TASK TO CARRY OUT:
Quote the listing below line for line, leaving out the pictures.

[START OF RECORDS PROVIDED]

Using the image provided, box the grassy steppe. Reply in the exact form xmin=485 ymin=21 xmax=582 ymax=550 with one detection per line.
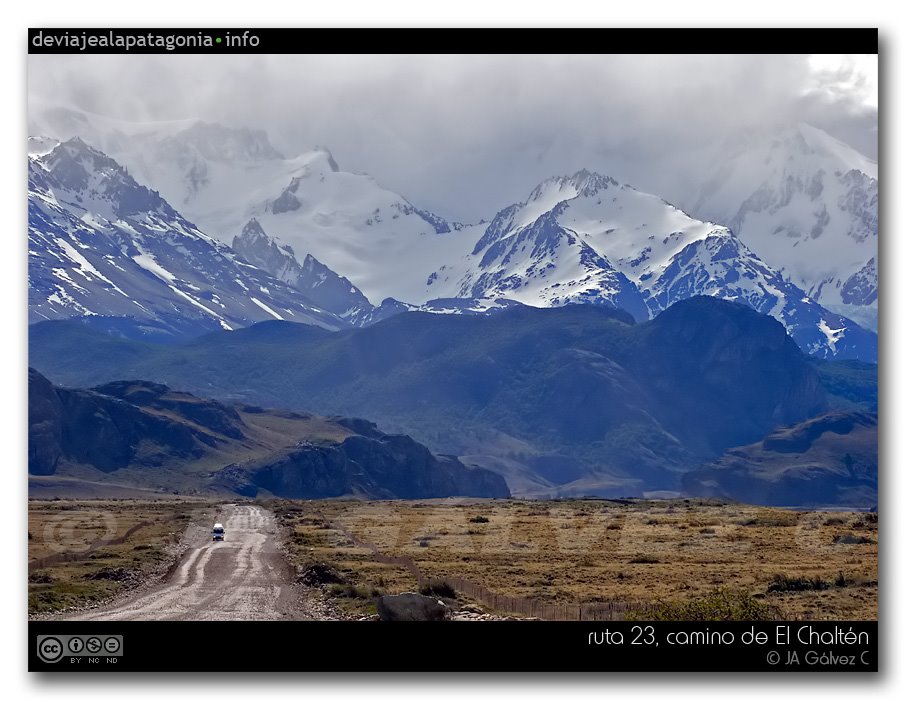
xmin=271 ymin=500 xmax=878 ymax=619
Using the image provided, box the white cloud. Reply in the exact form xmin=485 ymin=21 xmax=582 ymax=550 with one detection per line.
xmin=29 ymin=54 xmax=877 ymax=220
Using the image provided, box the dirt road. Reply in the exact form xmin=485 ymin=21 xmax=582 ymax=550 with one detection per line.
xmin=65 ymin=504 xmax=307 ymax=621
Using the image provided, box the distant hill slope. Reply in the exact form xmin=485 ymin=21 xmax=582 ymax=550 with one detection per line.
xmin=28 ymin=369 xmax=509 ymax=498
xmin=30 ymin=297 xmax=827 ymax=496
xmin=683 ymin=412 xmax=879 ymax=507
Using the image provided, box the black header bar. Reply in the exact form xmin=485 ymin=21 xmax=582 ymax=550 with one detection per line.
xmin=28 ymin=621 xmax=878 ymax=673
xmin=28 ymin=28 xmax=879 ymax=54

[END OF RECORDS PROVIDED]

WORKED SOLUTION:
Using the image provided, box the grassy steppe. Reply in the exact form xmin=485 ymin=21 xmax=582 ymax=550 with one detection per line.
xmin=271 ymin=500 xmax=878 ymax=619
Using the image provided, box the white cloud. Reply in the exact form xmin=485 ymin=21 xmax=582 ymax=550 with one detection per line.
xmin=29 ymin=54 xmax=877 ymax=220
Using the image provided, box the dirt road. Reply in the exact form xmin=485 ymin=21 xmax=582 ymax=550 with one detection per line.
xmin=65 ymin=504 xmax=307 ymax=621
Using the image provided, box the distant hill slope. Reply in the exact form xmin=485 ymin=21 xmax=582 ymax=550 with one detection per line.
xmin=28 ymin=369 xmax=509 ymax=498
xmin=30 ymin=297 xmax=827 ymax=496
xmin=683 ymin=412 xmax=879 ymax=507
Using the image provided, box the black header bar. Reply in the exact form xmin=485 ymin=21 xmax=582 ymax=550 with one detection per line.
xmin=28 ymin=621 xmax=878 ymax=673
xmin=28 ymin=28 xmax=879 ymax=54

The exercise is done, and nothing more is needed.